> WHAT TO PRODUCE: Pull out every line of the entries below that contains the word "knee". Uppercase and lowercase count as different.

> DATA EXCERPTS:

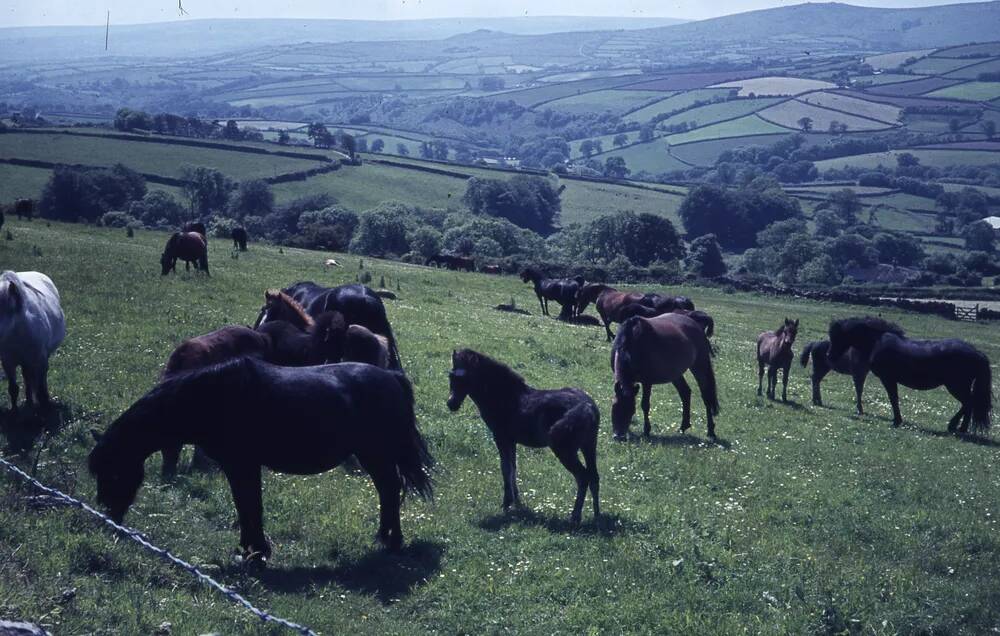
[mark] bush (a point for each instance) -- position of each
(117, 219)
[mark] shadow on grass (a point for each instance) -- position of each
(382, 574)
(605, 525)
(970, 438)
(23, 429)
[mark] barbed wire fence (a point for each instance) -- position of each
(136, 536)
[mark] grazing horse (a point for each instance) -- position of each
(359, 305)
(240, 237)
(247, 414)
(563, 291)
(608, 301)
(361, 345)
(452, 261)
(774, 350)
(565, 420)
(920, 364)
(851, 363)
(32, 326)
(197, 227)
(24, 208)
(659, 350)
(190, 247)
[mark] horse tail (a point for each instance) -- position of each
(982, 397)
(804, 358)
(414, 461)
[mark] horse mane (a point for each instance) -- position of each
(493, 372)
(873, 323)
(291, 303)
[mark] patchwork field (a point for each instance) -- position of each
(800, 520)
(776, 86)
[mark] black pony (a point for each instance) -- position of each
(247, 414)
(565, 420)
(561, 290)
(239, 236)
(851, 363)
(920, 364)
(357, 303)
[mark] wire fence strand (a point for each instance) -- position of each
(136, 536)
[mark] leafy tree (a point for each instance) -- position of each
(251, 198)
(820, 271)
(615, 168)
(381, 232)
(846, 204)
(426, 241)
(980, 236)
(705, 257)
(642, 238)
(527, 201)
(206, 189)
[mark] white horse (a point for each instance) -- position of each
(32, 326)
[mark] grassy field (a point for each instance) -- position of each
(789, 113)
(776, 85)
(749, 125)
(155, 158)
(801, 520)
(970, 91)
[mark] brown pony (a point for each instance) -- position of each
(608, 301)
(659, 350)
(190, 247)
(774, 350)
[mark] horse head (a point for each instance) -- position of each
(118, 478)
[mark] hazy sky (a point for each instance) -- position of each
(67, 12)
...
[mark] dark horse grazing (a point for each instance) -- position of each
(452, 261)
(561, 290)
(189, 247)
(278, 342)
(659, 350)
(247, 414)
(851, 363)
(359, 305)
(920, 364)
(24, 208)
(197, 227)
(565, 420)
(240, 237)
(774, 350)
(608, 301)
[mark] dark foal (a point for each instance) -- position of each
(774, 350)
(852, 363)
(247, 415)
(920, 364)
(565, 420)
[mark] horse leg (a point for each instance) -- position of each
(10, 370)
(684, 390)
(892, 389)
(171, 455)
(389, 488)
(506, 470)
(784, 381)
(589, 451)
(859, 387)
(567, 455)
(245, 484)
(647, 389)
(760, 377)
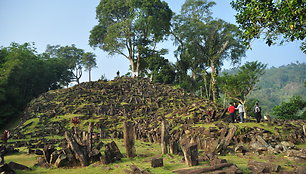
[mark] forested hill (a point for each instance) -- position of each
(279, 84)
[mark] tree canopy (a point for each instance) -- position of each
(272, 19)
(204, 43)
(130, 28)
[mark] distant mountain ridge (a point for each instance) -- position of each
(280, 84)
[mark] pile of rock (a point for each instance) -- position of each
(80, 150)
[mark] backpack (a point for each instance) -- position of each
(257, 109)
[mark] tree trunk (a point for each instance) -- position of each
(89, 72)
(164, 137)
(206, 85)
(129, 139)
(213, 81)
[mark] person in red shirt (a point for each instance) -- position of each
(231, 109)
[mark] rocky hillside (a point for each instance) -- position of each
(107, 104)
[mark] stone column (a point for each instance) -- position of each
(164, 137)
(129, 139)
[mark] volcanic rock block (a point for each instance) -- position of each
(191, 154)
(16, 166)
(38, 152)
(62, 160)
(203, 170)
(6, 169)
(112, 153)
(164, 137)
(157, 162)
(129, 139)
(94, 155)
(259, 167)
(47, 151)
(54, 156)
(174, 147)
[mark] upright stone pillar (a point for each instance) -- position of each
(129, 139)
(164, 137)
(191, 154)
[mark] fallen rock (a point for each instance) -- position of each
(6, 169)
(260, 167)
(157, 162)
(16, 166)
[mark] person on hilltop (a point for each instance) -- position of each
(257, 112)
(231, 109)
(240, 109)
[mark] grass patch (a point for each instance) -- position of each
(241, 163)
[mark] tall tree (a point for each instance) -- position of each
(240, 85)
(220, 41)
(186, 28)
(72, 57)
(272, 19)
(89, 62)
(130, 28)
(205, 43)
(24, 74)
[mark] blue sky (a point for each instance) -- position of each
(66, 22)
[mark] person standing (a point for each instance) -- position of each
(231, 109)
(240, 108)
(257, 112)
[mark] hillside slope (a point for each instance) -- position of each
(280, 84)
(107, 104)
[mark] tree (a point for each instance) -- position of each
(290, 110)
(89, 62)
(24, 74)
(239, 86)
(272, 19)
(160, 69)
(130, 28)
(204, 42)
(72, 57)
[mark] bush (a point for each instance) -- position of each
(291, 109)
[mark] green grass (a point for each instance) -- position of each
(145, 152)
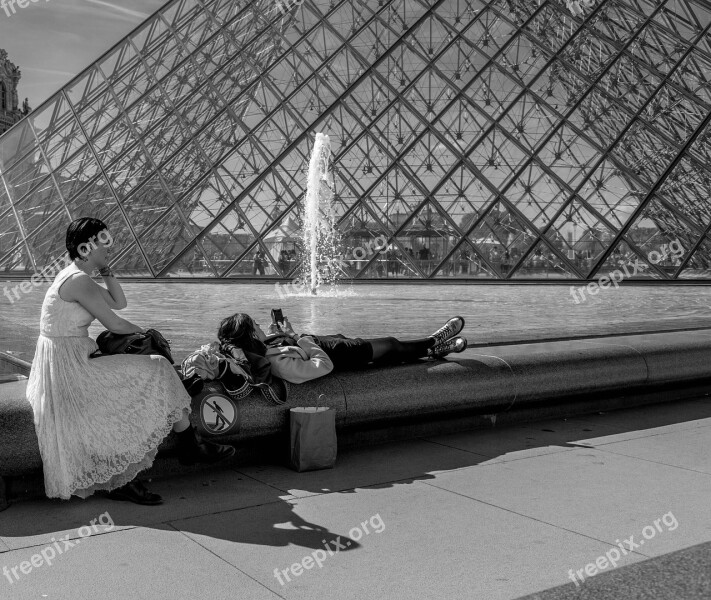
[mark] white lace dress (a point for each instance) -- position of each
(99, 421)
--
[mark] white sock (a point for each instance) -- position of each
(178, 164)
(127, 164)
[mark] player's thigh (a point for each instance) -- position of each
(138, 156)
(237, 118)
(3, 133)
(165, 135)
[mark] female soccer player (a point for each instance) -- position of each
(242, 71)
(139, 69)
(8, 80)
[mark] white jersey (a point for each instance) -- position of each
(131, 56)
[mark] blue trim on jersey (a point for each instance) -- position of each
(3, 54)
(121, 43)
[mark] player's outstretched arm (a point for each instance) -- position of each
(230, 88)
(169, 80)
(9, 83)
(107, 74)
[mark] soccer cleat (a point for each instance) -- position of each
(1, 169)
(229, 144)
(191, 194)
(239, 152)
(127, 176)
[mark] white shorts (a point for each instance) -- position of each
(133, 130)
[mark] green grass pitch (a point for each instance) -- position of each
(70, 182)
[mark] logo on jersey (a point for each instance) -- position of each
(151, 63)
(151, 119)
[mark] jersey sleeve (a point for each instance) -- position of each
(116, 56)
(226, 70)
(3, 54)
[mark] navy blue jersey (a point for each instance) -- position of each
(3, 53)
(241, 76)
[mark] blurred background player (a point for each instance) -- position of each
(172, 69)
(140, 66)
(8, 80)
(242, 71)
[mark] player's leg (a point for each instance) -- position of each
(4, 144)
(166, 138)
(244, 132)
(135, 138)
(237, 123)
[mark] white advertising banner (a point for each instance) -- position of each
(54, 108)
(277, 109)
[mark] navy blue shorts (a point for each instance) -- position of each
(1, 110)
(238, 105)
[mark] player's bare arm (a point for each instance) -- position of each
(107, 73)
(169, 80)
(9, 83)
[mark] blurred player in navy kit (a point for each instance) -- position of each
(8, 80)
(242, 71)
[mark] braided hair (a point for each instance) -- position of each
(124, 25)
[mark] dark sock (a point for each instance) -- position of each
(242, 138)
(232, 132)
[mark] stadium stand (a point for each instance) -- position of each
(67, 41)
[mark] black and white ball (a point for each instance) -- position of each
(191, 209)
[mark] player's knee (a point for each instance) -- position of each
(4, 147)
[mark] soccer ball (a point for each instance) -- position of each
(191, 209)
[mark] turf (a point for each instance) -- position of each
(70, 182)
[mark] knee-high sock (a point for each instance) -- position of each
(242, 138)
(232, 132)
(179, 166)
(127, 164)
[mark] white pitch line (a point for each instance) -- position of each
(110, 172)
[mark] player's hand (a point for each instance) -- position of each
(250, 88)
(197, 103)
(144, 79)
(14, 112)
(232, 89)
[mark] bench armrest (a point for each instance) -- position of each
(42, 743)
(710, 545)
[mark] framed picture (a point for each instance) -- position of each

> EXERCISE SOLUTION:
[mark] player's knee (a point for each instance) -- position of each
[mark] knee-high sock (a point for each instance) -- position of each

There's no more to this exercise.